_Required work_
- 1) What total population does the QGIS forum post calculate for Reservoir Hill in the 1940 census?
- 2) Please write a continuation of the QGIS forum post about Baltimore neighborhoods and census tracts, picking up after its last sentence.

_Source_
Geographic Information Systems Asked on April 12, 2021
I am new to QGIS.
I have a dataset with Baltimore neighborhoods, and then a series of datasets for Baltimore census tracts dating back to the 1930s. My goal is to look at how population and the amount of units has varied over the years for each neighborhood. However, neighborhoods and census tracts overlap in imprecise ways so that the following situations occur:
I think the best way to handle this will be to aggregate population counts by the weighted ratio of a given census tract area’s containment in a given neighborhood. As some examples (see image as well)
In the 1940 census, Reservoir Hill (neighborhood) contains 100% of CT 0132 (pop 5,070), 80% of CT 0131 (pop 4,795), 20% of CT 0133 (pop 6263), and a tiny sliver (let’s say 2%) of CT 0134 (pop 3,934). So 5070 + (4795*.8) + (6263*.2) + (3934*.02)=10,237.
Parkview/Woodbrook is an entire neighborhood contained within the CT 0134 in 1940. Since maybe 10% of 0134 is contained in the neighborhood, pop 3,934*.1=393.
I know this will introduce some aggregation bias, but I think it’s likely a lot more accurate than just finding the center point of each census tract and then assigning the total population to whatever neighborhood contains the center point.
Is there a reasonably feasible way to conduct this type of analysis and calculations w/in QGIS?

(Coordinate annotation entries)
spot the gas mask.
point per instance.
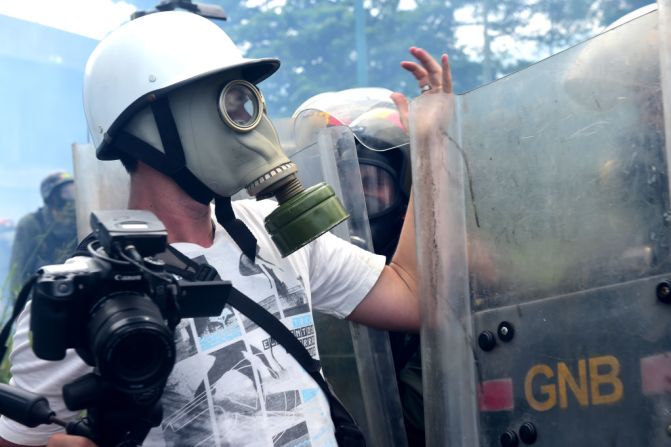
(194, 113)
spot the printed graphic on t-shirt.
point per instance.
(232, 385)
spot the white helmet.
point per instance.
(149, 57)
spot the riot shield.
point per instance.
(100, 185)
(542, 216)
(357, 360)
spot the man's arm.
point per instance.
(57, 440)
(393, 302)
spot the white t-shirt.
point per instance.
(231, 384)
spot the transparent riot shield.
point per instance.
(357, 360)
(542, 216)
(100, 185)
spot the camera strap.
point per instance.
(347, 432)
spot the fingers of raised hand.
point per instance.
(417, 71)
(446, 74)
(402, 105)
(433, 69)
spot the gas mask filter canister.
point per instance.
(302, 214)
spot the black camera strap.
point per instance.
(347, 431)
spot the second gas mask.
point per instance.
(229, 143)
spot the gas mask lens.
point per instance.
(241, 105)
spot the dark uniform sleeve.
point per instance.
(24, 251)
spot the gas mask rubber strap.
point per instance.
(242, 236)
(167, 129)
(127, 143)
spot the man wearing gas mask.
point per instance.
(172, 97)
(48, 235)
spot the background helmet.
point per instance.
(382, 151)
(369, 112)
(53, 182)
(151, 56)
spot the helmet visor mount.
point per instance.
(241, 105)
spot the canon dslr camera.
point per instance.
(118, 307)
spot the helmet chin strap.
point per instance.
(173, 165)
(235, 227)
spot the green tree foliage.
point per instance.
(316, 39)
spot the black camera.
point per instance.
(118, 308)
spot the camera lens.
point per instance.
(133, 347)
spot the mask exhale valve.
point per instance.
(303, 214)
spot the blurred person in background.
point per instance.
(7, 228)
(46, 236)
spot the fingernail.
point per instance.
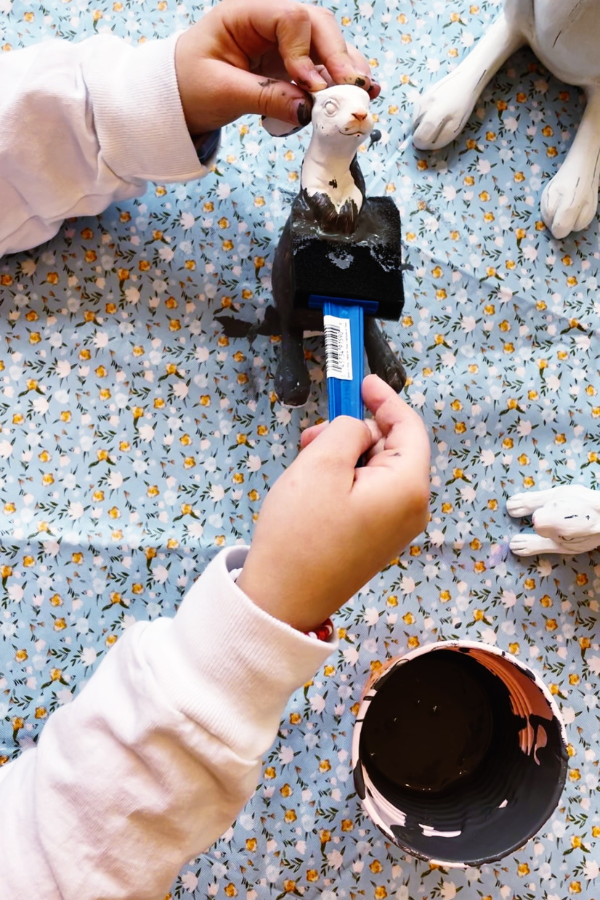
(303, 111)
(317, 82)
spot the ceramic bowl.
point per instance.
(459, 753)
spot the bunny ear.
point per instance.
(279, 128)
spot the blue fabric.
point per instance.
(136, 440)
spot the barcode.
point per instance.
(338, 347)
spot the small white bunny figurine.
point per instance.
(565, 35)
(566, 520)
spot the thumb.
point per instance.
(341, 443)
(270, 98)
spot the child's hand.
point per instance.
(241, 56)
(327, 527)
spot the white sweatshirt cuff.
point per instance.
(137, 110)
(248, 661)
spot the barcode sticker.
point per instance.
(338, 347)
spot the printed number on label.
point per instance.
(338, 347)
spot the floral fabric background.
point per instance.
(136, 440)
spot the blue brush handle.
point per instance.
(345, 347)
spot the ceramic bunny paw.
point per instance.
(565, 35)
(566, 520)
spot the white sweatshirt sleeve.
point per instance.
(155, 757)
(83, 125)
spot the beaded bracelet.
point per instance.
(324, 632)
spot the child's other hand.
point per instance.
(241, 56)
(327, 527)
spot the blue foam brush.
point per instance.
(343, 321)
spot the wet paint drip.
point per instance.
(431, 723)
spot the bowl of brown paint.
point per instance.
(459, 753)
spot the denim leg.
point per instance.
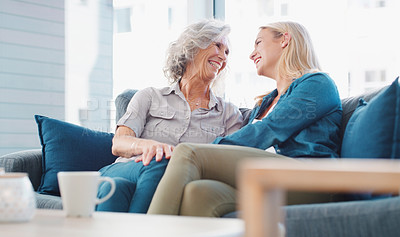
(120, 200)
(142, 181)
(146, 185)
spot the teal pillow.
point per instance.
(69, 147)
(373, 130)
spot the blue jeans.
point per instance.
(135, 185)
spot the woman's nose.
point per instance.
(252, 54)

_Answers for the exercise_
- 1) 10,237

- 2)
Here’s sort of what I’d envision as an output of quasi-arrays in the "Neighborhood" shapefile:
Neighborhood | 1940s_CT | 1940s_CT_Full Pop | 1940s_CT_Area_Percentage | 1940s_CT_Estimated_Pop |
---|---|---|---|---|
Reservoir Hill | G240510000131,G240510000132,G240510000133,G240510000134 | 4795,5070,6263,3934 | .8,1,.2,.02 | 10237 |
Parkview | G240510000134 | 3934 | .1 | 393.4 |
This is the most related issue I’ve found so far, though I’ve never used PostGIS.
QGIS Expressions:
Use these four expressions to create new (virtual or not) fields in your Neighborhood
Shapefile:
1940s_CT
aggregate( '<CT>', 'array_agg', "<ID>", intersects( $geometry, geometry(@parent) ) )
1940s_CT_Full_Pop
aggregate( '<CT>', 'array_agg', "<POP>", intersects( $geometry, geometry(@parent) ) )
1940s_CT_Area_Percentage
aggregate( '<CT>', 'array_agg', round( area( intersection( $geometry, geometry( @parent ) ) ) / area( $geometry ), 3 ), intersects( $geometry, geometry(@parent) ) )
1940s_CT_Estimated_Pop
aggregate( '<CT>', 'sum', floor( "<POP>" * (area( intersection( $geometry, geometry( @parent ) ) ) / area( $geometry ) ) ), intersects( $geometry, geometry(@parent) ) )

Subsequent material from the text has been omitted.